= Short task =
Substitute "count log" for "tally sheet" everywhere in the material below, and write out all of the material again with nothing else changed. Leave the pictures out.

= Dataset records =

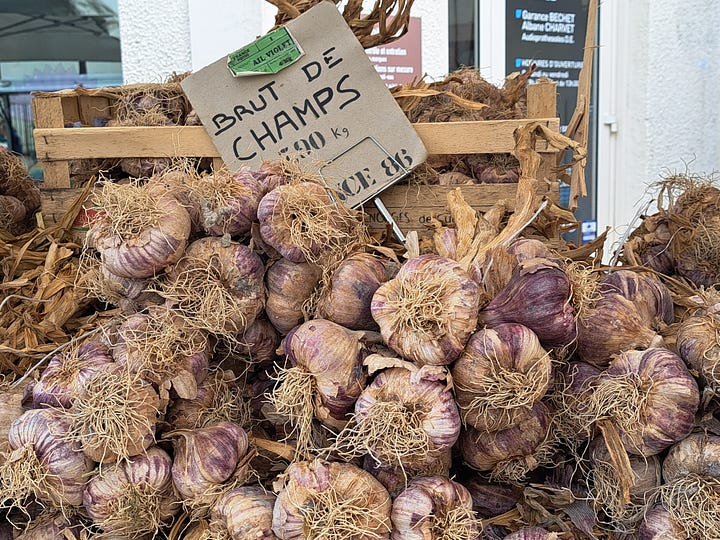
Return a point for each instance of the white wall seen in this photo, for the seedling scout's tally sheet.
(659, 67)
(179, 35)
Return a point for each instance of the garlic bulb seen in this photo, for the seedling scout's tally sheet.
(698, 343)
(141, 230)
(289, 286)
(651, 397)
(245, 513)
(114, 415)
(406, 417)
(537, 296)
(348, 296)
(133, 498)
(501, 374)
(658, 524)
(325, 379)
(698, 453)
(511, 452)
(217, 286)
(612, 326)
(45, 462)
(336, 501)
(434, 508)
(651, 297)
(66, 373)
(206, 457)
(303, 223)
(428, 311)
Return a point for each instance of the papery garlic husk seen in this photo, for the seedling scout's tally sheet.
(244, 513)
(651, 297)
(162, 347)
(698, 453)
(336, 501)
(407, 417)
(500, 375)
(220, 397)
(289, 287)
(347, 298)
(606, 490)
(698, 342)
(133, 498)
(428, 311)
(396, 479)
(651, 398)
(217, 286)
(52, 525)
(533, 533)
(141, 230)
(305, 224)
(612, 326)
(205, 458)
(434, 508)
(537, 296)
(66, 373)
(658, 524)
(508, 454)
(325, 378)
(44, 462)
(114, 415)
(492, 499)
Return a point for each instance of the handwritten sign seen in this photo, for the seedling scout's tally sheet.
(329, 109)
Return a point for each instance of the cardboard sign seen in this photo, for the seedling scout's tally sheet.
(329, 109)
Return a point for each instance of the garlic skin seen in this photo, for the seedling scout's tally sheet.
(67, 372)
(698, 453)
(432, 507)
(289, 286)
(659, 524)
(670, 399)
(134, 497)
(348, 297)
(538, 297)
(246, 513)
(206, 457)
(317, 498)
(484, 451)
(63, 468)
(500, 375)
(614, 325)
(400, 406)
(428, 311)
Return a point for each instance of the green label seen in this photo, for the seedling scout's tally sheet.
(269, 54)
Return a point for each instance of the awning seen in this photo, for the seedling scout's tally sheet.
(75, 30)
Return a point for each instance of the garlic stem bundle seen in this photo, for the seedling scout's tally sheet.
(333, 501)
(133, 498)
(537, 296)
(324, 379)
(217, 286)
(347, 298)
(434, 508)
(501, 374)
(405, 418)
(115, 414)
(142, 229)
(66, 374)
(44, 461)
(428, 311)
(162, 347)
(289, 286)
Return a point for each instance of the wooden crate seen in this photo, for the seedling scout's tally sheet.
(410, 206)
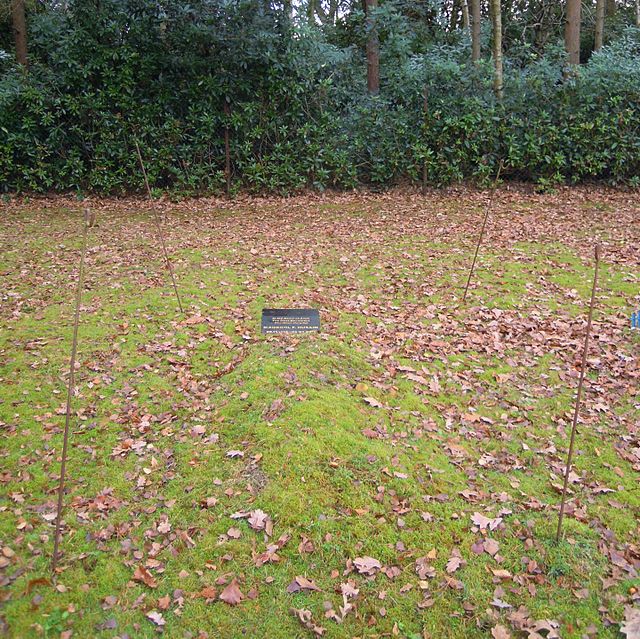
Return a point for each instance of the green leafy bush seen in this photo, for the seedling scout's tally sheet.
(105, 75)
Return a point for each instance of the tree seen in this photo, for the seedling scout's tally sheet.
(611, 8)
(373, 50)
(475, 30)
(19, 31)
(465, 15)
(572, 35)
(496, 16)
(600, 8)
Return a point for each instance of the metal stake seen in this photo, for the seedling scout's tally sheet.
(484, 224)
(159, 228)
(89, 220)
(578, 395)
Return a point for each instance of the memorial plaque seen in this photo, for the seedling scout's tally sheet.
(290, 320)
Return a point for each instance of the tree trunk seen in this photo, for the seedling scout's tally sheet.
(496, 16)
(475, 30)
(455, 11)
(373, 50)
(572, 34)
(600, 7)
(611, 8)
(19, 31)
(465, 15)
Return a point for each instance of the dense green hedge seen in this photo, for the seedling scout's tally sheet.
(299, 114)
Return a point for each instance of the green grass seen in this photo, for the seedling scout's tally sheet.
(490, 416)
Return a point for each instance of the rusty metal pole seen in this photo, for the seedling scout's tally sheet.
(159, 229)
(89, 221)
(227, 150)
(576, 411)
(484, 224)
(425, 107)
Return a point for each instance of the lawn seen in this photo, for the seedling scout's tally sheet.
(396, 474)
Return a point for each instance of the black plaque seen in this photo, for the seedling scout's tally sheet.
(290, 320)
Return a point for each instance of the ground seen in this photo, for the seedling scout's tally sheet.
(395, 474)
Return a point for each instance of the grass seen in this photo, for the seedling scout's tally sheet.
(484, 431)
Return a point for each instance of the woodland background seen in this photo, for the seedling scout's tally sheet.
(316, 94)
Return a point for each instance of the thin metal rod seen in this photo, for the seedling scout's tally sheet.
(227, 150)
(89, 219)
(159, 229)
(578, 396)
(484, 224)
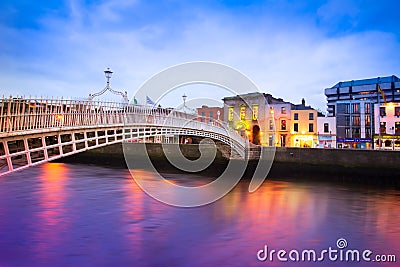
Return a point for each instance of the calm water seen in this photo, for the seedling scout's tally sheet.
(74, 215)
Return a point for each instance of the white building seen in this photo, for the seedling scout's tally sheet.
(387, 126)
(326, 132)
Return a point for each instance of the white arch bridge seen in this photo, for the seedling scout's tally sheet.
(33, 131)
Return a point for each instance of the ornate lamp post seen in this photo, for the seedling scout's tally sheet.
(108, 73)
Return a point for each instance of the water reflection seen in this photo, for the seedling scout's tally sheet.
(76, 215)
(51, 220)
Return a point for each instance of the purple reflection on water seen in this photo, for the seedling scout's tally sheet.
(75, 215)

= Solution to the problem =
Return a point for each instance of the white wall seen in this photo, for the seedling scout's count log.
(659, 67)
(179, 35)
Return a point for each instance of the garlic bulb seen in this photo, for the seedling scout's count log.
(698, 343)
(141, 230)
(289, 286)
(651, 397)
(245, 513)
(114, 415)
(406, 417)
(537, 296)
(348, 296)
(133, 498)
(501, 374)
(658, 524)
(325, 379)
(698, 453)
(511, 452)
(217, 286)
(612, 326)
(45, 462)
(336, 501)
(434, 508)
(651, 297)
(66, 373)
(206, 457)
(303, 223)
(428, 311)
Return a point for each instance of the papery garlic husk seen in this photo, for the seedling scout's count log.
(244, 513)
(651, 297)
(162, 347)
(698, 453)
(336, 501)
(407, 417)
(500, 375)
(220, 397)
(289, 287)
(347, 298)
(606, 490)
(698, 342)
(133, 498)
(428, 311)
(396, 479)
(651, 398)
(217, 286)
(52, 525)
(533, 533)
(141, 230)
(305, 224)
(612, 326)
(205, 458)
(434, 508)
(537, 296)
(66, 373)
(658, 524)
(508, 454)
(325, 378)
(44, 462)
(114, 415)
(492, 499)
Return a point for each instance of the handwritten sign seen in this photo, for the seedling scout's count log.
(329, 109)
Return a point for each instance of the cardboard sign seen in this photo, for the seedling scout's count log.
(329, 109)
Return a point for each instance of the garlic skin seen in this photo, for the seedling scout's count log.
(67, 372)
(698, 453)
(432, 507)
(289, 286)
(659, 524)
(670, 399)
(134, 497)
(348, 297)
(538, 297)
(246, 513)
(206, 457)
(317, 498)
(484, 451)
(63, 468)
(500, 375)
(614, 325)
(400, 406)
(428, 311)
Return a point for each instance of the green label seen in this photo, for the seedling scout's count log.
(269, 54)
Return a point for each instance of the awning seen in this photo, for the seedling scout's count log.
(75, 30)
Return a point for each instance of the garlic stem bundle seen in this photo, for the seedling scout's count log.
(333, 501)
(133, 498)
(537, 296)
(324, 379)
(217, 286)
(347, 298)
(434, 508)
(501, 374)
(405, 418)
(115, 414)
(142, 229)
(66, 374)
(44, 461)
(428, 311)
(162, 347)
(289, 286)
Return a point for each instance of the wooden crate seen in this photo, for the seedling scout's count log.
(410, 206)
Return a point for each instance of the green leafy bush seen in this photo, for the seedling scout's count log.
(105, 75)
Return a point for each instance of the tree seen in this photo, for the seedling scout's count log.
(611, 8)
(373, 50)
(475, 30)
(19, 31)
(465, 15)
(572, 35)
(496, 16)
(600, 8)
Return a point for each instance of the metal stake seen in this photo, for the seedling scout's count log.
(484, 224)
(159, 228)
(89, 220)
(578, 395)
Return a point for each instance of the memorial plaque seen in this photo, for the seedling scout's count log.
(290, 320)
Return a point for each instance of the tree trunk seen in this photo, for the seedling scout's count log.
(496, 16)
(475, 30)
(455, 11)
(373, 50)
(572, 34)
(600, 7)
(611, 8)
(19, 31)
(465, 15)
Return a point for each instance of the dense green hedge seen in this photo, for the seedling scout's count log.
(299, 114)
Return a point for each instance of the green grass seen in this photo, for the seedling scout's count log.
(490, 416)
Return a point for each instance of the rusty metal pole seen in this photo, for the seedling scout's count log.
(159, 229)
(89, 221)
(227, 150)
(576, 411)
(484, 224)
(425, 107)
Return a point for each instance of the lawn seen in this photo, for the seedling scout's count log.
(396, 474)
Return a point for each instance of the black plaque seen in this photo, for the seedling scout's count log.
(290, 320)
Return a point for each instance of the ground seen in this photo, for the seedling scout's count log.
(395, 474)
Return a point for each instance of the grass seen in this photo, for the seedling scout's count log.
(484, 431)
Return a point for each instance of the woodland background seen in this photo, for the seedling scout's count log.
(316, 94)
Return a point for each instance of the thin metal rod seen in this photo, for the seedling scout's count log.
(227, 150)
(89, 219)
(159, 229)
(578, 396)
(484, 224)
Return a point for each instance of the calm water seen in this photo, for the seedling scout's count log.
(74, 215)
Return a point for each instance of the white building seen in this photo, for the seedling scout's count log.
(387, 126)
(326, 132)
Return a point for each instance of the white arch bridge seen in this photo, for the seedling scout's count log.
(33, 131)
Return a point for each instance of the ornate lamp post seen in this photo, for the seedling scout's count log.
(108, 73)
Return a point for each instance of the water reflection seen in this photo, for the seedling scout's count log.
(76, 215)
(51, 220)
Return a point for each instance of the purple reflection on water seen in this photo, for the seedling scout's count log.
(75, 215)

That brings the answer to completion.